* Text for analysis
= Louis Charles Arthur Savatard =

Dr Louis Charles Arthur Savatard Hon.M.Sc., L.S.A. (26 January 1874 – 18 January 1962) was a renowned dermatologist, working principally at the Manchester and Salford Hospital for Diseases of the Skin. He was also a lecturer in dermatology at the University of Manchester.

==Life==
Savatard was born at Leighton Buzzard on 26 January 1874, the son of the Rev. Louis Savatard. He was educated at St John's School, Leatherhead, and after a brief spell in the City at Lloyd's of London he entered Guy's Hospital as a medical student in 1894.

Savatard then studied practical anatomy at Owens College, Manchester where he was a medallist. His work at the Manchester and Salford Hospital for Diseases of the Skin began in 1901 and he continued there as Honorary Physician from 1907 until his death.

Savatard's specialism was cancer of the skin. He was made honorary consulting dermatologist to the Christie Cancer Hospital and the Holt Radium Institute. In 1930 he gave evidence before the Home Office Departmental Committee in respect of skin cancers affecting workers in the cotton mills and tar industry. In 1945 he was awarded an honorary MSc by the University of Manchester.

Savatard married twice. He had one son and two daughters by his second marriage.

Records from a dataset
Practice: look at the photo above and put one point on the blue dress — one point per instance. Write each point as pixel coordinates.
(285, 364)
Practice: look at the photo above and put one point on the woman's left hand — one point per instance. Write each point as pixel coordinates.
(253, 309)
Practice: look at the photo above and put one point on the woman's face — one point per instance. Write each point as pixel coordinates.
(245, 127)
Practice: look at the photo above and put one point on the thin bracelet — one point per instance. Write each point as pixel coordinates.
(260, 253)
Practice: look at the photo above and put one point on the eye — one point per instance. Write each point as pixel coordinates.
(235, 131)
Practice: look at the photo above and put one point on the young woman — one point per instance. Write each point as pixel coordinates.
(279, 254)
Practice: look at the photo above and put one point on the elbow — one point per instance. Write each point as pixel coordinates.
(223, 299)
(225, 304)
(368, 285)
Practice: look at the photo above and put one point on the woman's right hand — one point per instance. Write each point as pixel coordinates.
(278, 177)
* * *
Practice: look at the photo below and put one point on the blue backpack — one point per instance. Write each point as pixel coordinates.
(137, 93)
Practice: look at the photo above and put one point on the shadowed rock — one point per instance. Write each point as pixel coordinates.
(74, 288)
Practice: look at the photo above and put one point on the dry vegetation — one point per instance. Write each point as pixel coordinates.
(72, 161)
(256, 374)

* List of tasks
(A) According to the Savatard biography, in what year did Savatard begin his work at the Manchester and Salford Hospital for Diseases of the Skin?
(B) From the Savatard biography, extract the passage between "Savatard's specialism was" and "his second marriage.", inclusive.
None of the data is needed.

* Solutions below
(A) 1901

(B)
Savatard's specialism was cancer of the skin. He was made honorary consulting dermatologist to the Christie Cancer Hospital and the Holt Radium Institute. In 1930 he gave evidence before the Home Office Departmental Committee in respect of skin cancers affecting workers in the cotton mills and tar industry. In 1945 he was awarded an honorary MSc by the University of Manchester.

Savatard married twice. He had one son and two daughters by his second marriage.